→ Task to carry out: State only the number of lines in the items below that contain the word "steel".

━━━━━ Dataset extract ━━━━━

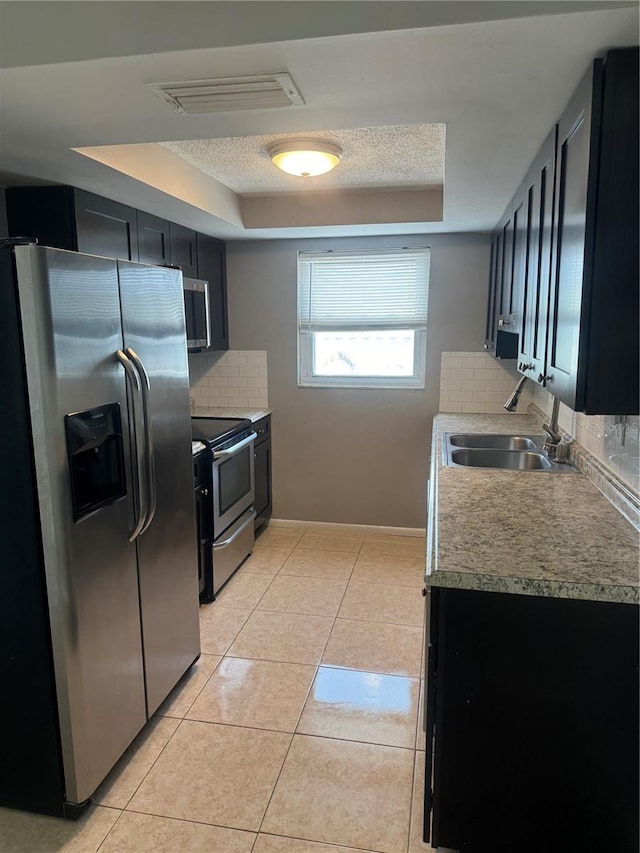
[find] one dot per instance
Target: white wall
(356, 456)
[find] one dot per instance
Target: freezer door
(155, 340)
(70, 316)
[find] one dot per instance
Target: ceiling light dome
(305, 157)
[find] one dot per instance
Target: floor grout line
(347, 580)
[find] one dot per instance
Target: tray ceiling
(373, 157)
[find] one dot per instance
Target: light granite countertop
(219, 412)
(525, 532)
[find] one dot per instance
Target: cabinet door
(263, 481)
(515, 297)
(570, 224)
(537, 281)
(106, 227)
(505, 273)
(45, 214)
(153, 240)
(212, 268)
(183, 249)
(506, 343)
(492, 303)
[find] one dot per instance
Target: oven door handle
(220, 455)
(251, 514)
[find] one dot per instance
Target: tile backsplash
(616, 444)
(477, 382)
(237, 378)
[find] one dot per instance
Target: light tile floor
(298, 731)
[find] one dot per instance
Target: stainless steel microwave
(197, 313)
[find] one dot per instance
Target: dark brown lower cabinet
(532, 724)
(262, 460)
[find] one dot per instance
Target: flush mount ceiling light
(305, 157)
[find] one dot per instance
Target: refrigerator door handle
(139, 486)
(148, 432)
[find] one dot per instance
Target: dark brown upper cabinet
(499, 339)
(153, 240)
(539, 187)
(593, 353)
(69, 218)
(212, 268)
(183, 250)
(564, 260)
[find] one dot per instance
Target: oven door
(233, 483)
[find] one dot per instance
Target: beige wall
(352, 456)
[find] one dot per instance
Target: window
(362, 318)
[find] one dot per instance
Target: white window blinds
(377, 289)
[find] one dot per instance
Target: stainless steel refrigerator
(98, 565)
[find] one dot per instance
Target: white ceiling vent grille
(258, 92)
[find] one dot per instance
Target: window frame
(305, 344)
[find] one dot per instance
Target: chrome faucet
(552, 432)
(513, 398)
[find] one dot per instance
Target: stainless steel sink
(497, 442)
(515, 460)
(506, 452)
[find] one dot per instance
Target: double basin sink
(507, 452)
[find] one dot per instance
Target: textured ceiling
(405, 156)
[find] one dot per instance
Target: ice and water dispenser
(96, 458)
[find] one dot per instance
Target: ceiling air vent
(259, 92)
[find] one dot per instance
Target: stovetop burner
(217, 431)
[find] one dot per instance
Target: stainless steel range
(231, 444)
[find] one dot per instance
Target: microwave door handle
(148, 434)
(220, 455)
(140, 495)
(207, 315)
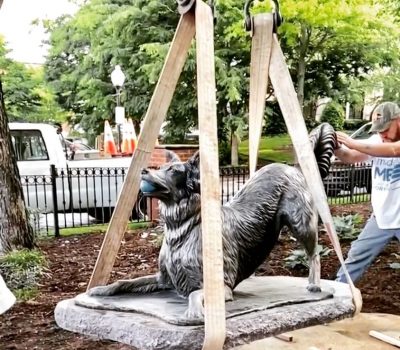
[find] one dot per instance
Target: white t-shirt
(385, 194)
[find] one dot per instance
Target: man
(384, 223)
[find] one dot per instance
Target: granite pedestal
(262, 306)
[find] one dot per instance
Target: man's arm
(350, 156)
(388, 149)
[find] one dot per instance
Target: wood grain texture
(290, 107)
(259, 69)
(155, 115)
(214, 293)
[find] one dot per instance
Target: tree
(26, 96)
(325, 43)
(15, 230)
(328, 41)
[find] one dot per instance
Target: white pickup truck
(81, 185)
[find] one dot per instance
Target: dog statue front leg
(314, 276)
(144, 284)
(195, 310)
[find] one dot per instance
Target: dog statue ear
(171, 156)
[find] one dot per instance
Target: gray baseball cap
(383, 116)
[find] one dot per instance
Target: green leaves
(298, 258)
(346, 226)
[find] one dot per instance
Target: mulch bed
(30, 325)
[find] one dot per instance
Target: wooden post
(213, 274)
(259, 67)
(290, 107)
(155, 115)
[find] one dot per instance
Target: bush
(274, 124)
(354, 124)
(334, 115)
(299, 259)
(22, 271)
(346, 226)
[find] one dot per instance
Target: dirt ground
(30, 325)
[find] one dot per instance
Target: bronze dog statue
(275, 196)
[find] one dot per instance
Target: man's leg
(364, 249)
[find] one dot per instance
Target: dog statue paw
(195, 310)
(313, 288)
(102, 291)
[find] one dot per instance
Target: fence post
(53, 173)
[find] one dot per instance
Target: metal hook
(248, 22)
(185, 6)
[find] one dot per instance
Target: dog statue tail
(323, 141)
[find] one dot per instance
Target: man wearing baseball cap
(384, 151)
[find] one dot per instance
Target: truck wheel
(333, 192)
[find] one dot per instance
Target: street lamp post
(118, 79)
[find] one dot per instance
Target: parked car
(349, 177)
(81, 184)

━━━━━

→ Answer below: 4